■ Goal of the exercise ■
Each entry, from beginning to end, is to be transcribed verbatim.

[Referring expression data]
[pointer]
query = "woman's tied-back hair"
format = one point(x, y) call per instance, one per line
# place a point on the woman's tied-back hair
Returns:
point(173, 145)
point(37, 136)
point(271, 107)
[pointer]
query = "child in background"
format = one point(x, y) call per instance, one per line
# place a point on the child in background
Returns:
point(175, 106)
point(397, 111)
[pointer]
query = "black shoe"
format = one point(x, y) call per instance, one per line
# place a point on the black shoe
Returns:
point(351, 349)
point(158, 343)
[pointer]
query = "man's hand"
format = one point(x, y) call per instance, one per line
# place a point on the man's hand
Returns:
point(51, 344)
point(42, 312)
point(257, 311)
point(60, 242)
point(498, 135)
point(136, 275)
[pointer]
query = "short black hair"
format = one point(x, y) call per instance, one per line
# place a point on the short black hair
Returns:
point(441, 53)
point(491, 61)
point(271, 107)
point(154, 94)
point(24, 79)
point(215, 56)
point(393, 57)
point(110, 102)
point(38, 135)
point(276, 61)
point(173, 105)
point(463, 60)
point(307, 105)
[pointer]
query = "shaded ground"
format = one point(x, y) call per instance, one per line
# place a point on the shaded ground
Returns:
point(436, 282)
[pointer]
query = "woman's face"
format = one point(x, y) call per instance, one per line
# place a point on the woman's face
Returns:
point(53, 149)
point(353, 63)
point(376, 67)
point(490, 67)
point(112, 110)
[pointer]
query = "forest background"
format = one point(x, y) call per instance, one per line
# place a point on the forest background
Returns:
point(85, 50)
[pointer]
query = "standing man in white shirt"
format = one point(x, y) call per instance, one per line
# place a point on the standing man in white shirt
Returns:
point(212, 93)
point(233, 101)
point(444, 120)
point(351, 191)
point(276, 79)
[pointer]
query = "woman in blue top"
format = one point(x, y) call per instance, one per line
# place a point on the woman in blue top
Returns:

■ Response ■
[pointer]
query = "woman's tied-back hair"
format = one point(x, y) call per instance, one per line
# place a point on the woman's tied-back hair
Returns:
point(173, 145)
point(37, 136)
point(271, 107)
[pointer]
query = "child in background"
format = one point(x, y) call per instance, one per line
# place a point on the child in background
Returns:
point(175, 106)
point(397, 111)
[pointer]
query = "black shoe"
format = one point(x, y) call per instance, one per line
# place a point on the black shoe
Returns:
point(351, 349)
point(158, 343)
[pointer]
query = "man's hand"
format = one point(x, y) call per instance, one per line
# place a point on the man's hand
Returns:
point(51, 344)
point(42, 312)
point(257, 311)
point(60, 242)
point(498, 135)
point(136, 275)
[pointer]
query = "short black hair"
format = one point(x, y) call per instance, one per line
# place a point on the short black hair
Returns:
point(441, 53)
point(491, 61)
point(271, 107)
point(154, 94)
point(24, 79)
point(215, 56)
point(393, 57)
point(110, 102)
point(38, 135)
point(276, 61)
point(173, 105)
point(463, 60)
point(307, 105)
[pointer]
query = "shaded ground"
format = one point(x, y) call per instance, one per line
# place a point on the shaded ground
Returns:
point(436, 282)
[pointer]
query = "woman's face"
format = one point(x, y) call per instance, one per line
# place a point on the woman's face
Returns:
point(53, 149)
point(353, 63)
point(376, 67)
point(490, 67)
point(112, 110)
[pointer]
query = "forest background"
format = one point(x, y) call per instance, one per line
# place a point on the forest background
Returns:
point(85, 50)
[pointer]
query = "standing man in white shirt"
format = one point(x, y) call per instance, one per line
# place a point on the standing man in white shirt
Returns:
point(212, 93)
point(233, 101)
point(444, 120)
point(351, 191)
point(276, 79)
[pointer]
query = "woman in blue top"
format = one point(x, y) call per instance, one per line
# place a point on the woman in blue top
Returns:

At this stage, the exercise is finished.